Natural language region descriptions
== Segment start ==
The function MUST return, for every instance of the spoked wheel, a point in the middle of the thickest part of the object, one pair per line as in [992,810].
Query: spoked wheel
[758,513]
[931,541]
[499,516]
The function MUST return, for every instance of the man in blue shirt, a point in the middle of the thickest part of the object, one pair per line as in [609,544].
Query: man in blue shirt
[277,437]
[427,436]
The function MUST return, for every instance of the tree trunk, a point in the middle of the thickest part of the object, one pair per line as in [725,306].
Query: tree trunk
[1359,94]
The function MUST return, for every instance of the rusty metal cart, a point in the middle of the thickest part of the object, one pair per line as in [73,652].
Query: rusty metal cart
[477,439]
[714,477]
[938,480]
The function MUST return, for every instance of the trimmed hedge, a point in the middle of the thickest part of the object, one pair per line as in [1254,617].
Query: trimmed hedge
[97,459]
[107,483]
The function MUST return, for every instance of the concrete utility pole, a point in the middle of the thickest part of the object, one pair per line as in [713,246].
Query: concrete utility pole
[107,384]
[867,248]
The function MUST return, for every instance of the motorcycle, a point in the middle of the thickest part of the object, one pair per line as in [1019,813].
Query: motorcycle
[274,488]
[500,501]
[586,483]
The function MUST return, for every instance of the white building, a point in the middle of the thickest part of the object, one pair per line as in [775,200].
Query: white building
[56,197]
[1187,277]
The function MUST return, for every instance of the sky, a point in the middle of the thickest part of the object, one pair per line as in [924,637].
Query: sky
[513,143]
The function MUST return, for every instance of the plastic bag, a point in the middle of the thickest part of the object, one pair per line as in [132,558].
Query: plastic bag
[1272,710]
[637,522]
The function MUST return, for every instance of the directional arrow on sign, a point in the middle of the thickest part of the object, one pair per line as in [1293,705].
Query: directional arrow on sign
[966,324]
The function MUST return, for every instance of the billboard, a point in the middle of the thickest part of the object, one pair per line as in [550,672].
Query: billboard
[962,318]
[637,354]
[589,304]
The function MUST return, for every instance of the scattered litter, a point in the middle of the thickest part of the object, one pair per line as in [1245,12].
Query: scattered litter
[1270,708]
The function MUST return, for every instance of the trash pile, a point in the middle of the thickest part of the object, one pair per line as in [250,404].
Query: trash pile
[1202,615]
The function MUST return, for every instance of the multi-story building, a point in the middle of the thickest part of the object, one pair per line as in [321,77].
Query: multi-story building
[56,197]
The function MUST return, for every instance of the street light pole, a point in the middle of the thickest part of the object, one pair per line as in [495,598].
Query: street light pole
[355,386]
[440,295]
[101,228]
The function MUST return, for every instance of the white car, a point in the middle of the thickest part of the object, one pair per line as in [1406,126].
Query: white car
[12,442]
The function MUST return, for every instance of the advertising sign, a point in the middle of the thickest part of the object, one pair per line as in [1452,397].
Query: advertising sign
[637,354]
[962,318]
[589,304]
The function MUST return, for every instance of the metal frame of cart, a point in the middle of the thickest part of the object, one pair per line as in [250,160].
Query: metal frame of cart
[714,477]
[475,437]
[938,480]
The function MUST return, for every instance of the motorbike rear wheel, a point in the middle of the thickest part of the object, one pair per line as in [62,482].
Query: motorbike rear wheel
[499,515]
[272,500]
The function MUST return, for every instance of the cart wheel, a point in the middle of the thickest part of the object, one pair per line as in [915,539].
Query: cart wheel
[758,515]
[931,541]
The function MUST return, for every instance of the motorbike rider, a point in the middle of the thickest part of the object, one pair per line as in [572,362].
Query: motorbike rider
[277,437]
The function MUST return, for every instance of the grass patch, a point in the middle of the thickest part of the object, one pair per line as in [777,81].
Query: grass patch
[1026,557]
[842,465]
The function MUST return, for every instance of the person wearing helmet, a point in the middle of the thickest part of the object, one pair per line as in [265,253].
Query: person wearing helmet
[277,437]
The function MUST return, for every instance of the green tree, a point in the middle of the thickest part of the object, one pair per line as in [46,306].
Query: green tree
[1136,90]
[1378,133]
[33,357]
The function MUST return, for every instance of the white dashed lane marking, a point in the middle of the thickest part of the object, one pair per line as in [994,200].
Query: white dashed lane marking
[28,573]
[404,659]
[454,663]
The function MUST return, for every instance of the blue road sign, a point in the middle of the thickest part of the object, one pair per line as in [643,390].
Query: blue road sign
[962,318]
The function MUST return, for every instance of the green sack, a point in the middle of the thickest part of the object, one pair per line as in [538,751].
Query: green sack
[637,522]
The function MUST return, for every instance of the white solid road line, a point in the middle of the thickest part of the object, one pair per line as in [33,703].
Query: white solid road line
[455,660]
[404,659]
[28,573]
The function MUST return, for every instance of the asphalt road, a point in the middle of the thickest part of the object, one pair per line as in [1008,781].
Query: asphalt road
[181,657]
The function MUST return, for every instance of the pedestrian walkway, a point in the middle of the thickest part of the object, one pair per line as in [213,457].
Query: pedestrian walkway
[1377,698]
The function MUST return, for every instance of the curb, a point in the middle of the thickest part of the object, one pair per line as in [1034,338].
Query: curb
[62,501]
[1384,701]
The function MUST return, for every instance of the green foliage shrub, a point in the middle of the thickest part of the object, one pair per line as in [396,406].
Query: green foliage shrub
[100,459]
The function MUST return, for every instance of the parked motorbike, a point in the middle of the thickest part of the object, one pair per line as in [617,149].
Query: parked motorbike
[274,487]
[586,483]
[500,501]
== Segment end ==
● WHAT TO DO: Recopy the entries above exactly, with every line included.

● ANSWER TO THE EXERCISE:
The function MUST return, for every instance of the spoked wheel, a point in the middle of the thickest part of the object, one pair per line as in [992,810].
Query: spoked wheel
[758,513]
[931,541]
[499,516]
The function MUST return, for every instance of the man in blue shirt, a point in the middle of the thickest part of the object, one pair per line as in [609,544].
Query: man in blue shirt
[277,437]
[427,436]
The function MUST return, for every instance of the tree trunk, a point in the middle of the thickest part of the object, one pair per line as in [725,306].
Query: tree trunk
[1359,94]
The function MUST return, for every instance of the rusty metal cart, a point in the middle of the thickest part of the object, one pair per line as in [73,652].
Query: rusty metal cart
[477,439]
[714,477]
[938,480]
The function MUST return, for every instance of the trimmed hedge, a point in the middle of the thickest part of the object, one pair per line as in [1254,617].
Query: trimmed hedge
[97,459]
[107,483]
The function MUST return, for every instance of the concrete utility pole, a point in the middle of the thickest part of the object, one pair per line as in [713,246].
Query: concrete utility pole
[107,384]
[867,248]
The function MUST return, for every instance of the motorcycle, a point in the middle of the thickest part of the object, one pair per line as in [1019,813].
Query: motorcycle
[274,488]
[500,501]
[586,483]
The function MUST return, for every instance of the white building, a point in the middle of the thickest part of the object, one pair per line as in [775,200].
Query: white building
[56,197]
[1187,277]
The function MUST return, for every instance of the sky, a point in the middle of the thickest part of the object, one pair per line as in [924,637].
Query: sky
[513,143]
The function MUST return, for every instance of the plastic bag, a point in the middle of the thickest part of the object, one pair per line as in [132,558].
Query: plastic bag
[1272,710]
[637,522]
The function MUST return, for every instance of the directional arrow on sign, a point in the middle of the thickest part of the object, one pair per line as in [1293,705].
Query: directional arrow on sign
[966,324]
The function MUST return, for every instance of the billboard, a point in the middle of the thickest part of the object, one pair per line as in [550,672].
Query: billboard
[962,318]
[637,354]
[589,304]
The function MUST return, for every instance of the scattered litter, a point in the middle of the thickest part of the object, one pair per line as in [1245,12].
Query: scattered litter
[1270,708]
The function MUST return, for every instance of the trash pile, a point in the middle of the thickest part of the object, one pair per line as in [250,404].
Query: trash pile
[1202,615]
The function MUST return, for every instance of the multi-story building, a point in the middle of the thickest part of the object, one pair per line as in [321,77].
Query: multi-story building
[56,197]
The function MUST return, for every instance of the street light pole, a point in the middle of the thickest part of the object, one pair per line as in [495,598].
Query: street light pole
[355,386]
[440,295]
[101,228]
The function MUST return, for every instance of the white car, a point in the middle of the thickest part of the object, one pair per line as in [1406,126].
Query: white car
[12,442]
The function MUST return, for every instance of the advertising sign, a point in the middle of the thickest part of the object, one pair per line as in [1452,397].
Query: advertising sign
[637,354]
[962,318]
[589,304]
The function MUST return, for every instance of the metal frame of cart, a point in the middle of the thickest part of the object, one pair per line as in [250,160].
Query: metal frame of cart
[714,477]
[475,437]
[938,480]
The function MUST return, for every instance of the motorbike rear wheel, a point in the middle of the thickest part of the object, one pair per line as in [62,482].
Query: motorbike rear wheel
[499,515]
[272,500]
The function MUST return, for every instance of the cart wheel, a point in the middle of the thickest part of the object, one pair per line as in [915,539].
Query: cart wheel
[758,515]
[931,541]
The function MUST return, for every instance of the motorbike rider, a point in the middle of the thickest part of the object, one pair per line as in [572,362].
Query: motorbike rider
[277,437]
The function MUST return, for every instance of the grass patch, a point in the middle of the thickest part of the object, one pair per line as in [777,81].
Query: grass patch
[1026,557]
[842,465]
The function MUST return, for every instance of the person wearing helmet, a point in the middle of the thickest part of the object, one pair per line as in [265,253].
Query: person wearing helmet
[277,437]
The function MUST return, for every instance of the green tree, a point in the middle of the thickest part of the object, one pair per line as in [46,306].
Query: green tree
[1136,90]
[1378,133]
[33,357]
The function MUST return, for every instance of the white dashed lane marking, a point in the middle of the thickest part of the object, one pair per line as in [994,200].
Query: white dashed lane marking
[28,573]
[404,659]
[454,663]
The function MUST return, for every instance of the blue road sign, a point in the middle of the thickest part of the object, one pair per line as in [643,390].
Query: blue road sign
[962,318]
The function MUST return, for every instance of the green sack, a point in the middle of the thickest part of the object, one pair per line as in [538,751].
Query: green sack
[637,522]
The function MUST return, for every instance of the white solid road line, a point in the middle of the thickest part of the object, one pair per line as in [33,703].
Query: white solid road line
[455,660]
[404,659]
[28,573]
The function MUST return, for every instance of the asphalt road, a point in the middle of the thickest part of the object, one pair per line as in [1008,781].
Query: asphalt road
[181,657]
The function MUST return, for every instance of the pedestrian walkway, a point in the middle of the thickest part of the object, one pair per line as in [213,457].
Query: pedestrian walkway
[1377,698]
The function MUST return, for every instance of the curb, a point in the middle of the thickest part of the object, one pair per line as in [1034,338].
Query: curb
[62,501]
[1384,701]
The function MUST return, for every instance of the green foliage shrub, a point in the middle of the thickest part of the object, one pair per line as in [396,406].
Query: green foliage shrub
[100,459]
The function MUST return, for every instance of the parked motorbike, a point in the middle of the thickest part of the object, one pair per line as in [617,149].
Query: parked motorbike
[274,487]
[586,483]
[500,501]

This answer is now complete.